EXERCISE DIRECTIONS — Render the records below, from the line containing "around the cloud" through the line containing "xmin=0 ymin=86 xmax=130 ymax=124", as a Markdown table with a No. column holding the row number and a Line column holding the line, skipping any blank lines.

DATA TO USE —

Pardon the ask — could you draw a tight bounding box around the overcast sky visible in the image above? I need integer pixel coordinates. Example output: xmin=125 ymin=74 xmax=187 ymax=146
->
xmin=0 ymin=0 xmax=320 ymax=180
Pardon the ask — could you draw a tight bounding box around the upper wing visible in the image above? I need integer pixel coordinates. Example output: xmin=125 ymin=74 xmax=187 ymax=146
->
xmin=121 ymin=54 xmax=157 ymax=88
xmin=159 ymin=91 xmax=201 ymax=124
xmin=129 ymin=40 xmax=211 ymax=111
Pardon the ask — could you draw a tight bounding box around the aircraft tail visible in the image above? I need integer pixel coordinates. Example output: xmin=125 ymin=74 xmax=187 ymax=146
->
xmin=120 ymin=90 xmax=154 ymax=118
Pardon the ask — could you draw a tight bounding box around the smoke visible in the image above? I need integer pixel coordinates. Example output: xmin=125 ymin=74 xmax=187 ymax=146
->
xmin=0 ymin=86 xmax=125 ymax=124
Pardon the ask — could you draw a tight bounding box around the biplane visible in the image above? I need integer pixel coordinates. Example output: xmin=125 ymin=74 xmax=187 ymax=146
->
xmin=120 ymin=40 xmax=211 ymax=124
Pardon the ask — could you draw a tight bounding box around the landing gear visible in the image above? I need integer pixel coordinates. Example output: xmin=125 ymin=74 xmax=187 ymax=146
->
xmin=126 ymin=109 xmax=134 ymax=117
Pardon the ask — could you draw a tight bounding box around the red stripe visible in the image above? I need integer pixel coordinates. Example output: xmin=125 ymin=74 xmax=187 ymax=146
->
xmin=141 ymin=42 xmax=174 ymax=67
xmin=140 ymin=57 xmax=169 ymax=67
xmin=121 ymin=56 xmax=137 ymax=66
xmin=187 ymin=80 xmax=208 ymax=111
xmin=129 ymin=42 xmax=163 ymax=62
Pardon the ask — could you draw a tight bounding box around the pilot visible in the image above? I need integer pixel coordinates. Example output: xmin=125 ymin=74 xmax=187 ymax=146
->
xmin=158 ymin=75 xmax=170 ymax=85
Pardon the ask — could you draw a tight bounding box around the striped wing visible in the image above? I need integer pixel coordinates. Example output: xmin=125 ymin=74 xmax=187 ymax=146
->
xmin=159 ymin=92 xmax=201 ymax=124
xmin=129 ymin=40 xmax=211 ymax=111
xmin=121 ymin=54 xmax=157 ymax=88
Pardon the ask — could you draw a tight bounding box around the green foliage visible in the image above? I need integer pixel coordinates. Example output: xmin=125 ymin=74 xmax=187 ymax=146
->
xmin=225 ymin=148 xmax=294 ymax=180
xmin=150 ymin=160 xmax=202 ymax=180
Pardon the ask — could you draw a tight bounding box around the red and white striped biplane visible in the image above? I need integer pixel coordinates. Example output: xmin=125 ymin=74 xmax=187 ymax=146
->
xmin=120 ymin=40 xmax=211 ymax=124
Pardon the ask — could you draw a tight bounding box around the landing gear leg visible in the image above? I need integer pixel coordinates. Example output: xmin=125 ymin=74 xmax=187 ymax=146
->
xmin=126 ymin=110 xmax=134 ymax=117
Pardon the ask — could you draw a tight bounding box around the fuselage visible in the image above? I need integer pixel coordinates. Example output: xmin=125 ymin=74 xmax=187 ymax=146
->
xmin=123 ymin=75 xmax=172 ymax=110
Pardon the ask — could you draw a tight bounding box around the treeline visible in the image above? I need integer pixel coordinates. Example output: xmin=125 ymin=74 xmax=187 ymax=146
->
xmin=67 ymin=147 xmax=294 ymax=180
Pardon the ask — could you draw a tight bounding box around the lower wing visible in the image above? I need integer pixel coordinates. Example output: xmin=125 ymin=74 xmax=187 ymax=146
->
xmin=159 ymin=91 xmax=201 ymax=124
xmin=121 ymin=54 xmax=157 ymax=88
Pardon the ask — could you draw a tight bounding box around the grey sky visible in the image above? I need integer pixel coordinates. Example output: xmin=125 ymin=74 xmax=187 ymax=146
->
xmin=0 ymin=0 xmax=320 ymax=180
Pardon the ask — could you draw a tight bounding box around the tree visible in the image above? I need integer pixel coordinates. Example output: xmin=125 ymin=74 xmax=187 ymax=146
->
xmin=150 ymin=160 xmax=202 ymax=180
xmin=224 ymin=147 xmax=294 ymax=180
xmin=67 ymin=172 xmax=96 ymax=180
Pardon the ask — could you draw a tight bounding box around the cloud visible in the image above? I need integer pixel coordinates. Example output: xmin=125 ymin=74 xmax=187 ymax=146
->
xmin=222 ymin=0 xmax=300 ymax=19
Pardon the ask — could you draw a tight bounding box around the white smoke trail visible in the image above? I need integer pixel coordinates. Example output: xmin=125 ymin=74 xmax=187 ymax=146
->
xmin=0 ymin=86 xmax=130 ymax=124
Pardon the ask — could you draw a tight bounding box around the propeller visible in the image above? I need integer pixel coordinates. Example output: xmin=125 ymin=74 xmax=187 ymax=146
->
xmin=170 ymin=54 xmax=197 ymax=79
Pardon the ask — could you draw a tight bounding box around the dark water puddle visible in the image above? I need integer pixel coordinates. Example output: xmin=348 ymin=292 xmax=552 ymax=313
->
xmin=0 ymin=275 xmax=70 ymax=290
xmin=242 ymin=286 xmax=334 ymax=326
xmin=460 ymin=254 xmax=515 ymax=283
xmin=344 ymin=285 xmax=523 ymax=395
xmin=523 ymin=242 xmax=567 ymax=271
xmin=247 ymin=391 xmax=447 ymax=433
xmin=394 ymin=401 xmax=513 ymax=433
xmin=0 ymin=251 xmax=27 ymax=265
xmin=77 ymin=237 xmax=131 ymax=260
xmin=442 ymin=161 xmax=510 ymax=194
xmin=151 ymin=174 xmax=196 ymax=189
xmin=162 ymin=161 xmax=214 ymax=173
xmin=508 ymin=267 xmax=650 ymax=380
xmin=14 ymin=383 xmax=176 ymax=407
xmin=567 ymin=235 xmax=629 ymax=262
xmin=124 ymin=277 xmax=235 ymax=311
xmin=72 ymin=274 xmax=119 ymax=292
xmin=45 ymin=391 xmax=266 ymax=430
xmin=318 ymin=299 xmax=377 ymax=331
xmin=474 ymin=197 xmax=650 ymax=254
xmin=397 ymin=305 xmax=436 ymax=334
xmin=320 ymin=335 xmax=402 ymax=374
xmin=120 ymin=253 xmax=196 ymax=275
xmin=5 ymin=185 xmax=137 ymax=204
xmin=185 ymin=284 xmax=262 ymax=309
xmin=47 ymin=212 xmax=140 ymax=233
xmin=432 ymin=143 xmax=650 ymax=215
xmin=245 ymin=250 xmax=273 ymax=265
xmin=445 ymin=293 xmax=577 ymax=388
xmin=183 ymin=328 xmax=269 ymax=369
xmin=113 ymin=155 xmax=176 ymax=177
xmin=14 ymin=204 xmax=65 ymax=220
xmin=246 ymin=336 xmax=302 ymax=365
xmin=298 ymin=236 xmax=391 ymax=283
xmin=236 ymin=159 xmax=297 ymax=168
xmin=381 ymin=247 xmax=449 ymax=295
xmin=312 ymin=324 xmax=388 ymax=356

ANSWER TO THIS EXERCISE —
| No. | Line |
|---|---|
| 1 | Pardon the ask — could you draw a tight bounding box around the cloud visible in the image above? I need integer pixel coordinates. Example output: xmin=125 ymin=74 xmax=187 ymax=146 |
| 2 | -> |
| 3 | xmin=222 ymin=0 xmax=300 ymax=19 |
| 4 | Pardon the ask — could you draw a tight bounding box around the white smoke trail visible in the image above? I need integer pixel coordinates. Example output: xmin=125 ymin=74 xmax=187 ymax=146 |
| 5 | -> |
| 6 | xmin=0 ymin=86 xmax=130 ymax=124 |